## Things to do
• a. Answer these questions from the glomerulonephritis text:
(i) What name does the text give to the study of the processes underlying glomerulonephritis?
(ii) What does the text say immune complexes are?
(iii) Which disease is given as a classic example of in situ immune complex formation?
• b. Continue the glomerulonephritis text after its last sentence.

## Selected text
/---

Glomerulonephritis (GN) is not a single entity but rather a manifestation of various underlying disease processes. The study of these processes, known as pathogenesis, reveals that most forms of GN are the result of a dysfunctional immune system response that targets the glomeruli. Conceptually, the primary pathogenic mechanisms of glomerular disease can be categorized into several broad groups. It is important to recognize that a single histologic pattern of injury can result from different pathogenic pathways, and conversely, a single pathway may lead to different clinical and histologic features.

This is a common mechanism of glomerular injury characterized by the granular deposition of immunoglobulins (Ig) in the glomeruli. These diseases involve the formation of immune complexes, which are clusters of antibodies bound to antigens. These complexes get trapped within the delicate structures of the glomerulus, triggering an inflammatory response that leads to damage. This can occur in one of two ways:

• In Situ Immune Complex Formation: In this scenario, circulating antibodies travel to the kidney and bind directly to antigens that are either a natural part of the glomerulus (intrinsic antigens) or have become lodged there (planted antigens). This process typically occurs in the subepithelial space, which is the area just outside the main filtration membrane. Membranous Nephropathy is a classic example, where antibodies often target an antigen located on the podocytes.

\---

## Material provided

/---

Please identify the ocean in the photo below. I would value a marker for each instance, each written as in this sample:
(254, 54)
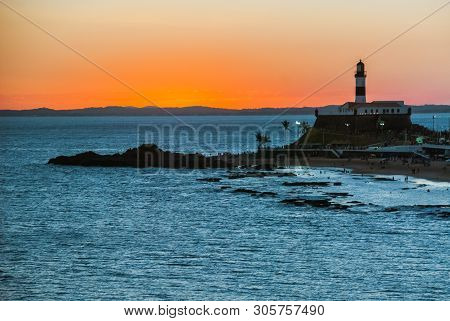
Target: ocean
(74, 233)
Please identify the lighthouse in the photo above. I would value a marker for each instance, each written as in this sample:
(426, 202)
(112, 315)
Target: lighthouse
(360, 76)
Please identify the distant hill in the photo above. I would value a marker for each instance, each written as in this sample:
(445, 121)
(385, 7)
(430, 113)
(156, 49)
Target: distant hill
(191, 111)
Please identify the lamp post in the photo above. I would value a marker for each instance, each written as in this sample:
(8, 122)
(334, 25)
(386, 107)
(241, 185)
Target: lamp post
(382, 126)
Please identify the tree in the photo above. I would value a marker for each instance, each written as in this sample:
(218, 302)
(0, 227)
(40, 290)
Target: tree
(304, 127)
(262, 140)
(285, 124)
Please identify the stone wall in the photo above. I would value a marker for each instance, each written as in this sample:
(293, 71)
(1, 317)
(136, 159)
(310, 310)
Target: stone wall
(363, 123)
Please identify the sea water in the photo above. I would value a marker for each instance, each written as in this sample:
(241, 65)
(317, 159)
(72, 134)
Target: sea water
(74, 233)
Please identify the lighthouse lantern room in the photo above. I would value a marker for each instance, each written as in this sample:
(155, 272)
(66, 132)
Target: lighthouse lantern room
(360, 76)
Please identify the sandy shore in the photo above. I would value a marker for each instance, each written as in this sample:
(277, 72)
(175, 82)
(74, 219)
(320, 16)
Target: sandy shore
(437, 171)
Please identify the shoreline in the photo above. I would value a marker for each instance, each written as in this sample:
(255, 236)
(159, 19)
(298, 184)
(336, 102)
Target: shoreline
(437, 171)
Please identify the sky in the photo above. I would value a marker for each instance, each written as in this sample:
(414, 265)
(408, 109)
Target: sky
(220, 53)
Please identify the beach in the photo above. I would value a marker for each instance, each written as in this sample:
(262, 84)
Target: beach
(435, 171)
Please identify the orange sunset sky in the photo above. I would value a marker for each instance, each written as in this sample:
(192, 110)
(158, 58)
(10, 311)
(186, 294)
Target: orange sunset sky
(231, 54)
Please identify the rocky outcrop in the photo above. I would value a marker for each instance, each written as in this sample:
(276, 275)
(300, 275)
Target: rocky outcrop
(148, 155)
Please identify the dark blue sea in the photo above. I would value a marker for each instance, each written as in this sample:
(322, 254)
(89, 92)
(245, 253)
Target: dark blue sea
(74, 233)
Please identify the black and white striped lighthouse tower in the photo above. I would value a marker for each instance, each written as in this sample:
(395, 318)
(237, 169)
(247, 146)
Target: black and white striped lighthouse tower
(360, 77)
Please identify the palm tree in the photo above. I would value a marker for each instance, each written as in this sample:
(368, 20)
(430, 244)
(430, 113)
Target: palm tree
(285, 124)
(262, 140)
(304, 127)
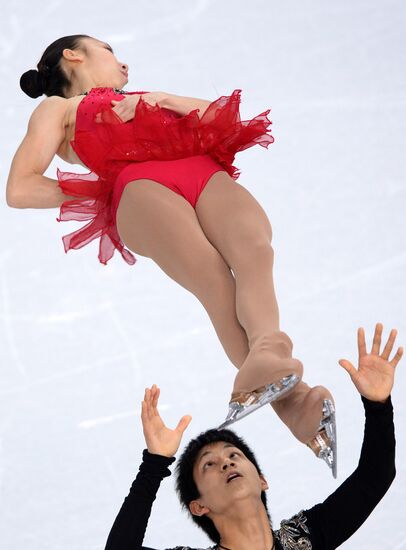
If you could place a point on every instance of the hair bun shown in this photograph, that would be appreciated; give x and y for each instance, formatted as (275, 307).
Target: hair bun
(32, 83)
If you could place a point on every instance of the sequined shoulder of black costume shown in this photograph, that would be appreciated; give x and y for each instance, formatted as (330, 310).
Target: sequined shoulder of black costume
(294, 534)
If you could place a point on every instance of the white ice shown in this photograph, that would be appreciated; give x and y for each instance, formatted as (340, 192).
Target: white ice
(80, 341)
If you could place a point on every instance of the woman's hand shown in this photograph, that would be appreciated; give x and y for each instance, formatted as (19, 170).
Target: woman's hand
(375, 375)
(125, 108)
(160, 440)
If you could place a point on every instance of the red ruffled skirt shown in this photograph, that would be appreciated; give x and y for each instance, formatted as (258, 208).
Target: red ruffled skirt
(154, 133)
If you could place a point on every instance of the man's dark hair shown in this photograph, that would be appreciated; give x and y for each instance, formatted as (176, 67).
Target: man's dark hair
(185, 485)
(49, 78)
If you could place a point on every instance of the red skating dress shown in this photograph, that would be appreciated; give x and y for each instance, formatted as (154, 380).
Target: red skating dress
(110, 147)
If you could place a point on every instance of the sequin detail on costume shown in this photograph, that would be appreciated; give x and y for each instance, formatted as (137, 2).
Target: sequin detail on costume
(292, 534)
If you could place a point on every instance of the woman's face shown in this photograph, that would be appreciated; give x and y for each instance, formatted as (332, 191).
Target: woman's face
(218, 491)
(100, 64)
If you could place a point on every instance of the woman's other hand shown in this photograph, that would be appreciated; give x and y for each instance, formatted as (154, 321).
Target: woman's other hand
(374, 377)
(160, 440)
(125, 108)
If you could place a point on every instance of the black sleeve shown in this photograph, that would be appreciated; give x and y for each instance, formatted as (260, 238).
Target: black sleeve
(131, 522)
(344, 511)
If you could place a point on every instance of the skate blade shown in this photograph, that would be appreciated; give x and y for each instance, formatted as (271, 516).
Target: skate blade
(274, 391)
(328, 451)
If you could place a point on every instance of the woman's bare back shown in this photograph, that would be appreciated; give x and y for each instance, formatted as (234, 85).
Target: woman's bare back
(65, 151)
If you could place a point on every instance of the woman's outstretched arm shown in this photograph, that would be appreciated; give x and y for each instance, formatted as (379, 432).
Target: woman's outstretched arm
(27, 187)
(183, 105)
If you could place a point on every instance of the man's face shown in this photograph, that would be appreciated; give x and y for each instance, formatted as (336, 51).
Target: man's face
(219, 491)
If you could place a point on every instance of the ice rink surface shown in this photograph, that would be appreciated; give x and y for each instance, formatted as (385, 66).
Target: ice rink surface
(80, 341)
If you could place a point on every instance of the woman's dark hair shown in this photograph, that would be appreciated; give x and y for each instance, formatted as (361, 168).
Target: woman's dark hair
(185, 485)
(50, 79)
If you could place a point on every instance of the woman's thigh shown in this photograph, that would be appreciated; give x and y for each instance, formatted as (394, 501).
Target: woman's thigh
(233, 220)
(155, 222)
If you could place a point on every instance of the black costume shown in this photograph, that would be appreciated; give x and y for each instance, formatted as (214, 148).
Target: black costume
(323, 527)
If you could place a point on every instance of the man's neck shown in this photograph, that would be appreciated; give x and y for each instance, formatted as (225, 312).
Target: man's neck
(246, 528)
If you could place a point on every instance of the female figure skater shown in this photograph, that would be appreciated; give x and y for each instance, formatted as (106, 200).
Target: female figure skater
(221, 485)
(161, 184)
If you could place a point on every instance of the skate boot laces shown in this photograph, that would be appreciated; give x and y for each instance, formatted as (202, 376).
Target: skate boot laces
(324, 445)
(245, 403)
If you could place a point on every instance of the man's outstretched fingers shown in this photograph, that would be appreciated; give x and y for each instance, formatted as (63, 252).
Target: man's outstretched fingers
(362, 347)
(389, 344)
(377, 338)
(349, 367)
(155, 401)
(183, 423)
(397, 357)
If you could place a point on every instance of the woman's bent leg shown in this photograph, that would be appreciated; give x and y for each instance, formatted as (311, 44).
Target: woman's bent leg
(155, 222)
(238, 227)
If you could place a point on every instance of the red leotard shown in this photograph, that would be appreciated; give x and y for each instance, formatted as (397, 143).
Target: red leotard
(180, 152)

\---

## Answers for the exercise
• a.
(i) Pathogenesis.
(ii) Clusters of antibodies bound to antigens.
(iii) Membranous Nephropathy.

• b.
• Deposition of Circulating Immune Complexes: In this pathway, immune complexes are pre-formed in the bloodstream and then travel to the kidneys, where they are trapped in the subendothelial and mesangial areas of the glomeruli. This pattern is characteristic of Lupus Nephritis.

This category includes diseases where autoantibodies—antibodies that mistakenly target the body's own tissues—are central to the pathogenic process.

• Direct Antibody Attack: This is exemplified by Anti-Glomerular Basement Membrane (Anti-GBM) Disease. The disease is caused by autoantibodies that directly target a component of type IV collagen within the GBM itself. On a kidney biopsy, this is characterized by a distinct linear (smooth, ribbon-like) deposition of IgG along the basement membrane.
• Antineutrophil Cytoplasmic Antibody (ANCA)-Associated Disease: In this condition, the primary pathogenic mechanism involves the activation of immune cells called neutrophils by ANCA. These activated neutrophils then attack and damage the small blood vessels of the glomeruli, leading to a necrotizing vasculitis. On histologic examination, these diseases are characterized by a lack or scarcity of immunoglobulin deposition, a finding known as "pauci-immune".

These diseases are associated predominantly with an injury to the podocytes, the highly specialized cells that wrap around the glomerular capillaries and form a critical part of the filtration barrier. Injury to these cells leads to significant proteinuria and the clinical presentation of nephrotic syndrome. The two primary conditions in this category are:

• Minimal Change Disease (MCD)
• Focal Segmental Glomerulosclerosis (FSGS)

The term FSGS is now recognized as a histologic description of a scarring pattern that can result from a number of vastly different causes, including primary podocyte dysregulation, genetic factors, infections, or as a maladaptive response to other conditions.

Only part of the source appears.